── SUPPLIED PASSAGE

Zhang Yi, from the Institute of American Studies in Beijing, agrees - although he notes that the issue of distribution applies differently to different nations. ``For some countries,'' he says, ``where there is a high degree of wealth polarization, there should be an effort to redistribute the wealth. But in countries where there is too much equality - which I think there is in China - there should be more stratification, there should be people who should be richer.''

He also raises an issue of high concern to those seeing new measurements: whether the developing nations will embrace a different set of goals. ``You can't make the developing countries accept the goals,'' he says. Acceptance, he says, ``really depends on the internal, political interaction inside the particular country itself.''

British columnist Katharine Whitehorn agrees. ``None of [these goals] will really work unless you consider their relation to the social structure in which they are working,'' she says. The problem, she suggests, is that ``we are trying to look for something which you can measure - and most of the things that matter cannot be measured. The reason we've grasped GNP is because it's so easy to measure.''

Shifting goals, however, will take time. ``Very few developing countries are deliberately seeking these goals,'' says Botero, ``and in fact, very many of them don't even track those indicators.''

Yet for General Obasanjo, the very fact that such goals are being considered is encouraging. By searching for something other than GNP per capita as the measure, he says, ``we are admitting that we have failed in the past. I think that is significant. Up until now we were not even admitting that we had failed. I think maybe that is a beginning of success for us. Indicators [such as] wholesome drinking water, nutrition, education, health - we just cannot run away from them, because if those things are there then the absoluteness of poverty will be removed.'' Countries that do well on such indicators ``may not be wealthy, but they will not be poor.''

But is absolute wealth a necessity if these other indicators are to improve? No, says Botero, who points to countries as different as Barbados, Chile, Costa Rica, and Cuba. None has a high level of per capita GNP. They have different political systems. Yet each has reached high levels of well being as measured by literacy, infant mortality, and life expectancy.

On one point, however, there is widespread agreement: That while money is not the only answer, it's a necessary part of the solution. On that point, says Mr. McNamara, ``I think we in the developed world have failed miserably'' by not finding ways to contribute more to the progress of the developing world.

────
── DATASET RECORDS

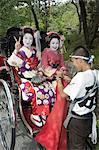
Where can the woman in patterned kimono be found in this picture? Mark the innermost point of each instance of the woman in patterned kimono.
(26, 60)
(53, 134)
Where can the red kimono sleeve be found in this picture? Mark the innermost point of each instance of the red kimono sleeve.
(53, 135)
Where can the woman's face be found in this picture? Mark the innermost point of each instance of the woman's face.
(27, 40)
(54, 44)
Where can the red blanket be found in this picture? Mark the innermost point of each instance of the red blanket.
(53, 135)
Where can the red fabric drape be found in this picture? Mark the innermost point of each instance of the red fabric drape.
(53, 135)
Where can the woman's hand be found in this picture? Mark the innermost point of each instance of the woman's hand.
(66, 78)
(17, 44)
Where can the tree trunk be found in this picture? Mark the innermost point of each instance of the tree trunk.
(35, 18)
(84, 21)
(94, 25)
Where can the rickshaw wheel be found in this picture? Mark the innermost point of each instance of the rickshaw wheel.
(7, 117)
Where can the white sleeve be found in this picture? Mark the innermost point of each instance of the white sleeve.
(75, 86)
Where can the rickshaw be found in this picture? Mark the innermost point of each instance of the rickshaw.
(11, 106)
(9, 90)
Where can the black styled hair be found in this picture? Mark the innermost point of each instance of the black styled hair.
(28, 30)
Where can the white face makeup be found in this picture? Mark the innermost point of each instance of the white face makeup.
(27, 40)
(54, 44)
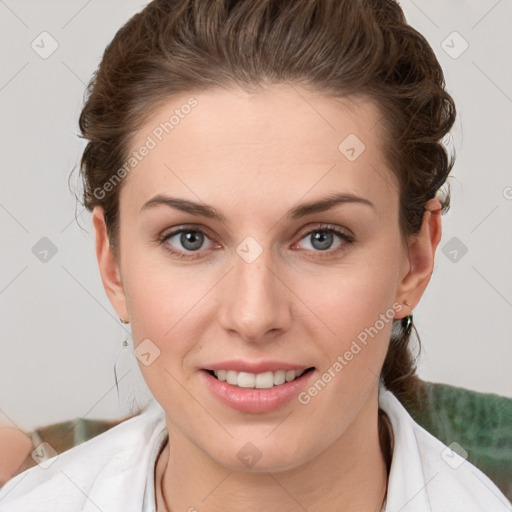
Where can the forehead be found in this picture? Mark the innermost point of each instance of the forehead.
(279, 140)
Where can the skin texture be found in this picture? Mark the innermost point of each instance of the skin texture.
(254, 156)
(15, 446)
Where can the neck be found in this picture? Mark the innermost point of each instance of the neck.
(349, 475)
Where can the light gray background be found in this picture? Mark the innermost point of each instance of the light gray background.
(60, 337)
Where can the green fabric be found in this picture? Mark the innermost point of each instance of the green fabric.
(479, 422)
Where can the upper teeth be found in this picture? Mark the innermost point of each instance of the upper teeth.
(260, 380)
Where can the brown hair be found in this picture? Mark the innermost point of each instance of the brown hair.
(341, 48)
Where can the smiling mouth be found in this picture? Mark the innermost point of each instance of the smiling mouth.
(264, 380)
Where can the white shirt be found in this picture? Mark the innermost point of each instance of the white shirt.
(113, 472)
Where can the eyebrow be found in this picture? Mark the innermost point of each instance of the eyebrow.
(302, 210)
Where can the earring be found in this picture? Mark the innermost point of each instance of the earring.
(407, 324)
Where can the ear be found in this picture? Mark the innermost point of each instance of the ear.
(108, 265)
(421, 251)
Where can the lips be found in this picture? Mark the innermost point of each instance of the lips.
(255, 367)
(256, 387)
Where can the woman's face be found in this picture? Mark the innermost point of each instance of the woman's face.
(260, 286)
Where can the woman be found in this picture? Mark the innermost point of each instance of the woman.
(262, 178)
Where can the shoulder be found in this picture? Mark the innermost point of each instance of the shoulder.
(103, 473)
(426, 475)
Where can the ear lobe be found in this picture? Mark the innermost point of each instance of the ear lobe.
(421, 251)
(108, 265)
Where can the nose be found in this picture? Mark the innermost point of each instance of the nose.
(255, 301)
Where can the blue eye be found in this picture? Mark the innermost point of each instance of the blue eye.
(322, 238)
(191, 240)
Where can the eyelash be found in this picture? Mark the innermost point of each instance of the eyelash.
(324, 228)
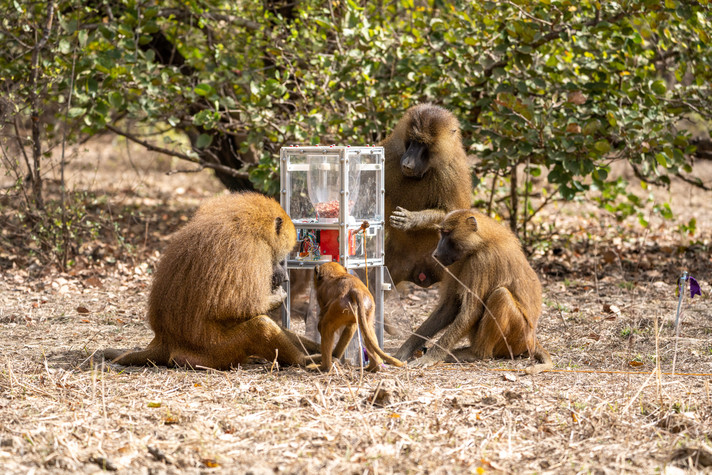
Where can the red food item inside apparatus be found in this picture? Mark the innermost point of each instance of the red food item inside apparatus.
(328, 209)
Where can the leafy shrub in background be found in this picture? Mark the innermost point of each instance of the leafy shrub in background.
(556, 90)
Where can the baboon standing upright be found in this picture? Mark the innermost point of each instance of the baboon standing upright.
(426, 176)
(345, 302)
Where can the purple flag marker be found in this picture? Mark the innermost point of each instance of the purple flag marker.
(694, 287)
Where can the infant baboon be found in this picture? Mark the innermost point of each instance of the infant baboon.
(499, 307)
(217, 278)
(344, 301)
(426, 175)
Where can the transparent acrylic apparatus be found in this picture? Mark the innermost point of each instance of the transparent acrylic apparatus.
(328, 192)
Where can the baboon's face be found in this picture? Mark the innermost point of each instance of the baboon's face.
(416, 159)
(458, 237)
(428, 127)
(279, 275)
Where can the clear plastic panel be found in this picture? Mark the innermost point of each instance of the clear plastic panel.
(367, 167)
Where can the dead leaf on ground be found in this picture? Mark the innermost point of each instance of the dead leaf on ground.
(693, 457)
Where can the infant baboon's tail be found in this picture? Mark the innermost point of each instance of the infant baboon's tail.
(543, 357)
(369, 335)
(154, 353)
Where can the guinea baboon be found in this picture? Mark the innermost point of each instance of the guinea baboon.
(426, 176)
(217, 278)
(497, 302)
(344, 301)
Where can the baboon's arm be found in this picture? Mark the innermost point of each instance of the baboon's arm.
(442, 316)
(276, 298)
(416, 220)
(466, 318)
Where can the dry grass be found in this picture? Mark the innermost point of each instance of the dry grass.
(605, 409)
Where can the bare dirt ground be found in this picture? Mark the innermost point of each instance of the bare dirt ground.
(604, 409)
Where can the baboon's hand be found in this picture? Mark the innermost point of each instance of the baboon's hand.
(277, 297)
(403, 219)
(424, 362)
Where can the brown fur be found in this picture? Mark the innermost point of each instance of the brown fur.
(416, 204)
(344, 301)
(214, 283)
(499, 309)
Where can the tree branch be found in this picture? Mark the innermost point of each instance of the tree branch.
(154, 148)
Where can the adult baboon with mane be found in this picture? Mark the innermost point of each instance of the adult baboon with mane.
(217, 278)
(426, 176)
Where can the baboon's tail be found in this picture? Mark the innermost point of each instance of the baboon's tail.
(154, 353)
(543, 357)
(369, 335)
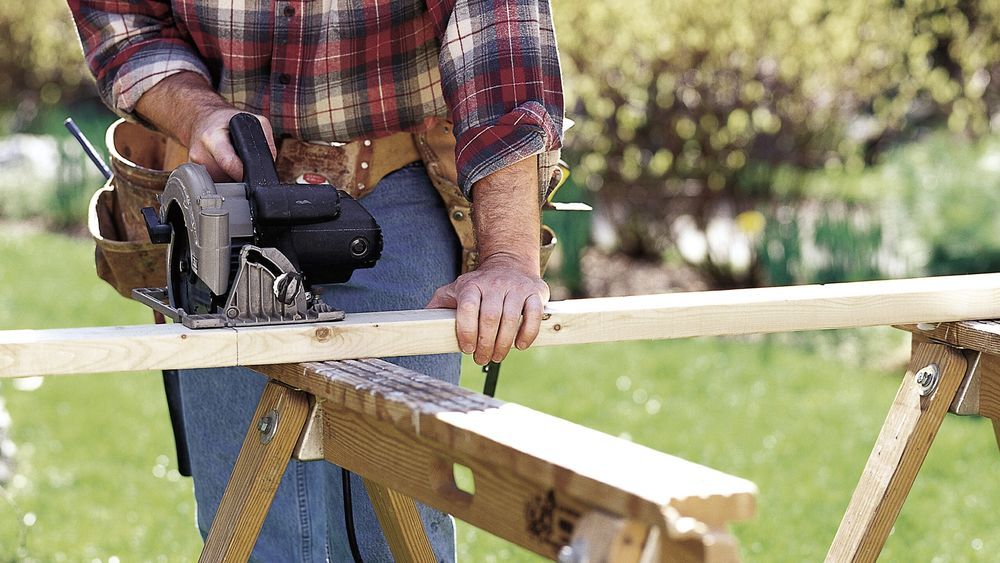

────

• **EXERCISE A**
List every person quoted in the passage on development goals, giving each name as the passage gives it.
• **EXERCISE B**
According to the passage on development goals, what institute is Zhang Yi from?
• **EXERCISE C**
Carry on the passage on development goals from its last sentence.
The material is separate from the passage on development goals.

• **ANSWER AREA A**
Zhang Yi
Katharine Whitehorn
Botero
General Obasanjo
Mr. McNamara

• **ANSWER AREA B**
The Institute of American Studies in Beijing.

• **ANSWER AREA C**
With a different set of goals, however - and the political leadership in developing countries to support them - the problem of so-called ``aid fatigue'' could be eliminated. If and when it is, however, the goal should be something other than raw wealth.

``Let us try to center them on things that are fundamental for having a decent society,'' concludes Botero, ``even if it's not rich.''

CONFERENCE STATEMENT:

ACHIEVABLE GOALS for the year 2000 While each nation must set its own goals, a developing country that achieves the following will have closed the gap with the developed world in satisfying basic needs: An infant mortality rate of less than 25 deaths per thousand live births. A population growth rate of less than 1 percent per year. An adult literacy rate of 85 percent. Life expectancy of 70 years. Meaningful employment of the greatest number possible.

HOW it could be done: Redirect the development strategies of the developing countries, as well as the policies of the bilateral and multilateral development institutions, away from primary reliance on economic factors. Design, implement, and track development programs using these new criteria. Continue to emphasize the obligations of the developed nations to help improve economic growth and overall economic performance in the developing countries. Each nation's internal development effort, as well as cooperative international efforts, should target fulfillment of the noneconomic goals. Recognize that this new way of thinking about development will require a major effort on the part of developing countries, as well as significant increases in and transfers of resources from the developed countries.